In the forum thread about instance segmentation with torchvision, which tutorial does K. Frank first point to for using Mask-RCNN?

→ Document segment:
----

Instance segmentation with torchvision

AndriPi · February 25, 2021, 2:45pm

Hi,

I would like to quickly build an instance segmentation model on a dataset I received, and I would like to try torchvision out, since it looks like the most user-friendly CV framework in PyTorch. Which models are available for the instance segmentation task in torchvision? It looks like the only one is

https://pytorch.org/vision/stable/models.html#mask-r-cnn

Is there a tutorial to use Mask-RCNN in torchvision? In particular, I need to know how to build the DataLoader. Which format must the annotations have?

KFrank · February 25, 2021, 3:32pm

Hi Andri!

The TorchVision Object Detection Finetuning Tutorial should give you
what you need.

From memory, it’s a bit imperfect – maybe a little out of date with some
minor inconsistencies – but torchvision’s maskrcnn_resnet50_fpn
does work, although you will have to do some some relatively
straightforward work to adapt it to your use case.

Note that you get a pre-trained version “for free,” so you need a lot less
data than if you were training it from scratch.

Best.

K. Frank

AndriPi · February 25, 2021, 7:01pm

Hi K. Frank!

Thanks a lot for the pointer. I saw the tutorial, but given the title, I thought it would be on object detection, not on instance segmentation, and I didn’t read it. I’ll dig deep into the Colab version. Before I try that, however, are there any fundamentals I should learn? I have no previous experience with torchvision and PyTorch, but I have some experience with fastai, and quite a bit of experience with Keras and Tensorflow, so I don’t exactly start from scratch. What I did up to now was to pull the NGC Docker image for PyTorch, and spin up the container. This is the beginning of my PyTorch journey

KFrank · February 25, 2021, 7:20pm

Hi Andri!

At a general conceptual level, pytorch and kera/tensorflow do pretty
much the same thing, so that’s a big part of what you need to learn
and understand. There are, however, significant differences in the
architecture and the details of implementation.

You could just jump into the deep end with Mask-RCNN, and work
through the documentation and ask questions here when issues arise.

If you like tutorials, you could work though pytorch’s A 60 Minute Blitz
tutorial (and other tutorials and introductory documentation). Whether
or not you follow a tutorial, I would suggest that you build and train a
simple toy-problem network in pytorch – just to get a feel for the
pytorch way of doing things – before jumping straight to your real
Mask-RCNN use case.

Best.

K. Frank

----

Segmentation data:

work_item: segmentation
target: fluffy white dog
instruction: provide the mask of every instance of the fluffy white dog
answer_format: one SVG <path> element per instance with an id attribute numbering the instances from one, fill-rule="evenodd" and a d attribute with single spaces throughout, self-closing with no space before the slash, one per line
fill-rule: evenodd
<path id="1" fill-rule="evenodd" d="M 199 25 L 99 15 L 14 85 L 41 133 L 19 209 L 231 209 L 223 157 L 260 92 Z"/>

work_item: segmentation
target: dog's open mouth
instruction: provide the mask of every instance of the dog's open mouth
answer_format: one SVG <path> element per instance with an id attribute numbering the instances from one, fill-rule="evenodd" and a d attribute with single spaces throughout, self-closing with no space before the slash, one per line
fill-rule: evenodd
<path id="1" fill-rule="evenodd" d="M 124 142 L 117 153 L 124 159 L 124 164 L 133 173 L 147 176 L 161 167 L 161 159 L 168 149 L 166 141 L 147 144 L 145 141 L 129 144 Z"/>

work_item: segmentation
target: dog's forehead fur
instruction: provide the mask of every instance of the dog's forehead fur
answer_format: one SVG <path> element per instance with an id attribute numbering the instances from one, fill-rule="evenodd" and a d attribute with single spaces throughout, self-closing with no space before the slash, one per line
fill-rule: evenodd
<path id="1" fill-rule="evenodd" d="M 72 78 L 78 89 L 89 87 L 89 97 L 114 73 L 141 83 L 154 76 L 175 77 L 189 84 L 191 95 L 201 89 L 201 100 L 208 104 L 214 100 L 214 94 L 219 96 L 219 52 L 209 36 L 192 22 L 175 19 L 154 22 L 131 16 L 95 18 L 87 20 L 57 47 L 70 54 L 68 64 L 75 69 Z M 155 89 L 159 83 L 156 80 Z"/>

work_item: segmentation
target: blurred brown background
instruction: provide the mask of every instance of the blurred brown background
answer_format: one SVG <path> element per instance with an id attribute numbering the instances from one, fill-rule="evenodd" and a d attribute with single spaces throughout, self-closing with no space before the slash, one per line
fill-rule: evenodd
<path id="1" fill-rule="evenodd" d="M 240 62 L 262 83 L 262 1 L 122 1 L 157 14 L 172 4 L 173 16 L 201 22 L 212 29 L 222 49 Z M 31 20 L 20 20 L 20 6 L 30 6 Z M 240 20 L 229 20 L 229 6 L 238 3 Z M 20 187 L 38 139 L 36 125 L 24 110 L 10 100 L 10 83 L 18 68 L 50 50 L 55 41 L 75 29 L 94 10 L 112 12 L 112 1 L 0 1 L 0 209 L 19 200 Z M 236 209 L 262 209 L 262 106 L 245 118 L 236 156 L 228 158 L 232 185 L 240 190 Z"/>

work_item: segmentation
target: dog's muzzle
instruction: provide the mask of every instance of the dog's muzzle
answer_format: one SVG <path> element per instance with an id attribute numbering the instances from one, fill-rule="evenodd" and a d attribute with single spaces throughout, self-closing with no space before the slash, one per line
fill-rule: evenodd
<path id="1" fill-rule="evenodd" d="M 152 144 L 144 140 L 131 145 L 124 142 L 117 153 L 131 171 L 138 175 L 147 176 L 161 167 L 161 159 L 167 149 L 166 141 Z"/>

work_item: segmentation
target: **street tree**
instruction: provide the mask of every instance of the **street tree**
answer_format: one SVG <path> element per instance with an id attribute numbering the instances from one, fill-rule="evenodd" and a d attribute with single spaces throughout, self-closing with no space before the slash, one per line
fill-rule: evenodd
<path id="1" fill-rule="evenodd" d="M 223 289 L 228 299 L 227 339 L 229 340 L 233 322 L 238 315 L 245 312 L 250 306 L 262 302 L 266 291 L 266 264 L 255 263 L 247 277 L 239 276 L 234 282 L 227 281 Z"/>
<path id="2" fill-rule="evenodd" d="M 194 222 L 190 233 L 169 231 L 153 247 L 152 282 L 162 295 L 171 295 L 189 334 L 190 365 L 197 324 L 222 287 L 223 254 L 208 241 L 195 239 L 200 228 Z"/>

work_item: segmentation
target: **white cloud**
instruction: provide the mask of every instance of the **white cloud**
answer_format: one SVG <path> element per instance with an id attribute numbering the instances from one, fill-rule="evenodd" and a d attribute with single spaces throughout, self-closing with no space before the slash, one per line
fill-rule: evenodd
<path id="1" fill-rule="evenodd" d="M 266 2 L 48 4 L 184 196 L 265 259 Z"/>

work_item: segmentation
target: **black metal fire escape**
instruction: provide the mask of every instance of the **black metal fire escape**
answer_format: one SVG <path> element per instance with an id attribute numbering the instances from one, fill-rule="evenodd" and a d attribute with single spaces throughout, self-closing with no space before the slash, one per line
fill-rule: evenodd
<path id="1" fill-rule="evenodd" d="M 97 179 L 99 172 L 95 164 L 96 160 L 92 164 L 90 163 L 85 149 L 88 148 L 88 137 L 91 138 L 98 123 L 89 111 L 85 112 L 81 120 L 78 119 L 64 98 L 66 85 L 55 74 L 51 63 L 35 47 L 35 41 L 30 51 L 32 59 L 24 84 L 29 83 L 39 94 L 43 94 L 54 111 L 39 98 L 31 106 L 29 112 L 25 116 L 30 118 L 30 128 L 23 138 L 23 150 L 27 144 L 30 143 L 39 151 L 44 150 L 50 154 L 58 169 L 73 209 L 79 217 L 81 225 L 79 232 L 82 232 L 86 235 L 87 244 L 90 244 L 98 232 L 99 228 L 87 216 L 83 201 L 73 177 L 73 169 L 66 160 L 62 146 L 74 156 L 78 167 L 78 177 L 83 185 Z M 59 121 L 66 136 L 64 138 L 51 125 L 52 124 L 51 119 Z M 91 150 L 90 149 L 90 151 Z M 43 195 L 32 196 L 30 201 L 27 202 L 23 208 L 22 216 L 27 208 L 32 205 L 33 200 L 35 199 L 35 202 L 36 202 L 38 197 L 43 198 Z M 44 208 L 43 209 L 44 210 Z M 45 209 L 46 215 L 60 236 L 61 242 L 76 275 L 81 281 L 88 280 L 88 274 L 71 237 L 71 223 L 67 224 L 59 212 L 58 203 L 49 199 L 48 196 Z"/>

----

→ Exercise output: The TorchVision Object Detection Finetuning Tutorial.